Quoted text -
★ ★ ★ ★

As used herein, unless the context indicates otherwise, the term "Company"
refers to Enterbank Holdings, Inc.  Enterprise Bank is referred to herein as
the "Bank".  Enterbank Holdings, Inc. and all of its subsidiaries are
referred collectively as the "Organization"     .

The Company's executive offices are located at 150 North Meramec, Clayton,
Missouri 63105.  The Company's telephone number is (314) 725-5500.

STRATEGY

The Company's strategy is to provide a complete range of financial services
designed to appeal to closely-held businesses and their owners and employees,
and to professional persons in the St. Louis metropolitan area, consisting of
the City of St. Louis, Missouri, the Missouri counties of St. Louis, St.
Charles, Jefferson, Franklin, Lincoln and Warren and the Illinois county of
St. Clair.  The Company's goal is to grow its operations within its defined
market niche by being well-managed, well-capitalized, and disciplined in its
approach to managing and expanding its operations as growth opportunities
arise.  The Company believes its goals for such growth can be accomplished
while providing attractive returns on Shareholders' equity.  Operations
growth and return on Shareholders' equity are the financial measures the
Company considers most critical in measuring success.

The Company currently delivers a full range of commercial banking services to
the closely-held business market through the Bank, which was founded in 1988.
Merchant banking and venture capital services are conducted through Capital
Resources and Capital Management.  The Company plans to continue to expand
the range of services it provides within its market niche while expanding the
base of customers to which it provides its current services.

THE BANK

The Bank offers a broad range of commercial and personal banking services to
its customers.  Loans include commercial, commercial real estate, financial
and industrial development, real estate construction and development,
residential real estate and a small amount of consumer loans.  Other services
include cash management services, safe-deposit boxes, and lock boxes.

★ ★ ★ ★

Short exercise 1 -
Answer these questions from the Enterbank Holdings text:
(a) In what year was the Bank founded?
(b) Through which entities does the Company conduct its merchant banking and venture capital services?
(c) Which Illinois county is part of the Company's market area?
Short exercise 2 -
For each statement, decide whether it agrees with the Enterbank Holdings text. Answer yes or no and quote the words that decide it.
(a) The Company's executive offices are in Clayton, Missouri.
(b) Lock boxes are among the services the Bank offers.
(c) The Company regards net income as its most critical measure of success.
Short exercise 3 - Rewrite the Enterbank Holdings text between "The Company's executive" and "St. Louis, St.", inclusive, and switch "closely-held" to "family-owned" wherever it occurs.

Raw data -
★ ★ ★ ★

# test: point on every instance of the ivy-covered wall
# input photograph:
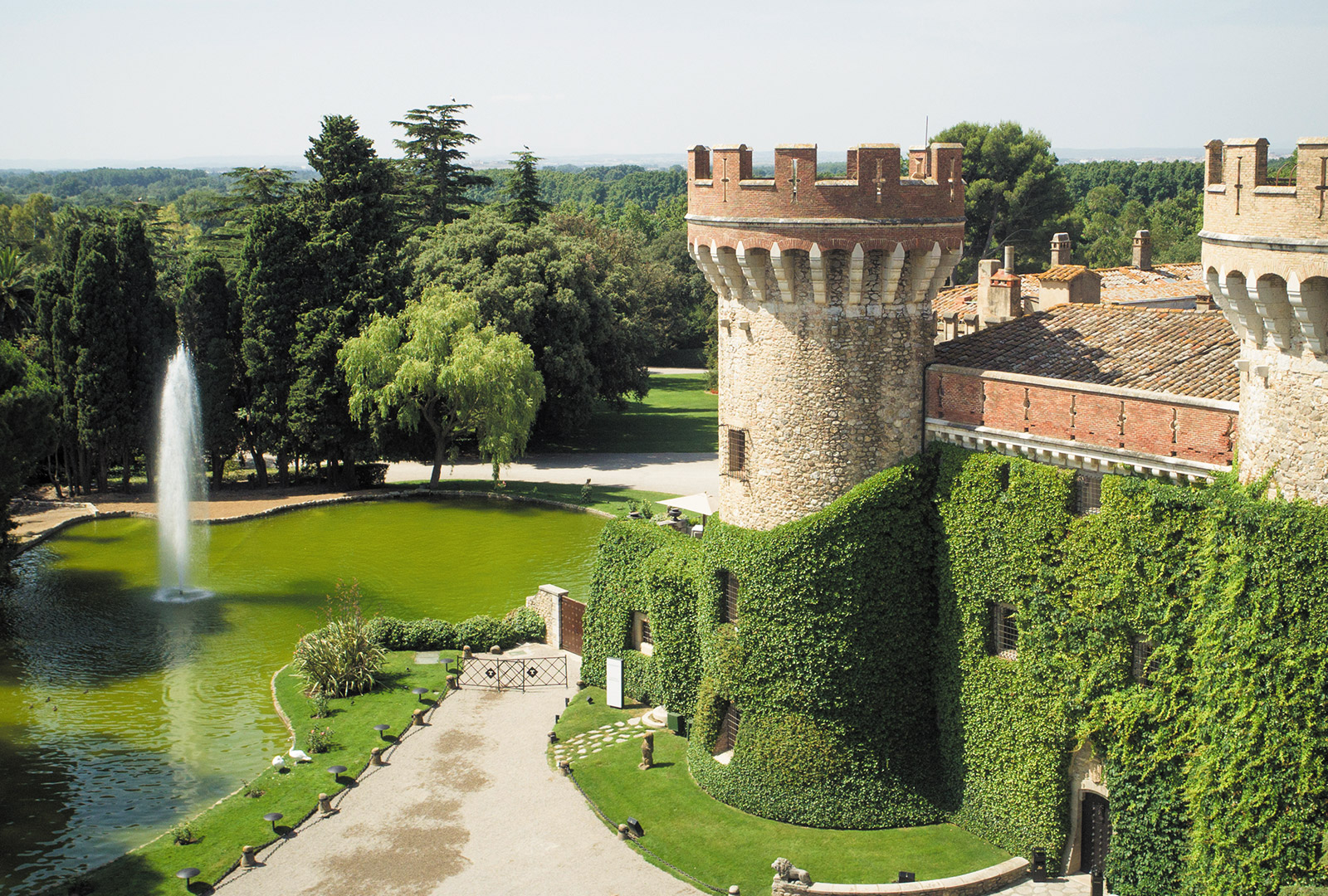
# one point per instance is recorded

★ ★ ★ ★

Full output 1 -
(a) 1988
(b) Capital Resources and Capital Management
(c) St. Clair

Full output 2 -
(a) Yes: "The Company's executive offices are located at 150 North Meramec, Clayton, Missouri 63105."
(b) Yes: "Other services include cash management services, safe-deposit boxes, and lock boxes."
(c) No: "Operations growth and return on Shareholders' equity are the financial measures the Company considers most critical in measuring success."

Full output 3 -
The Company's executive offices are located at 150 North Meramec, Clayton,
Missouri 63105.  The Company's telephone number is (314) 725-5500.

STRATEGY

The Company's strategy is to provide a complete range of financial services
designed to appeal to family-owned businesses and their owners and employees,
and to professional persons in the St. Louis metropolitan area, consisting of
the City of St. Louis, Missouri, the Missouri counties of St. Louis, St.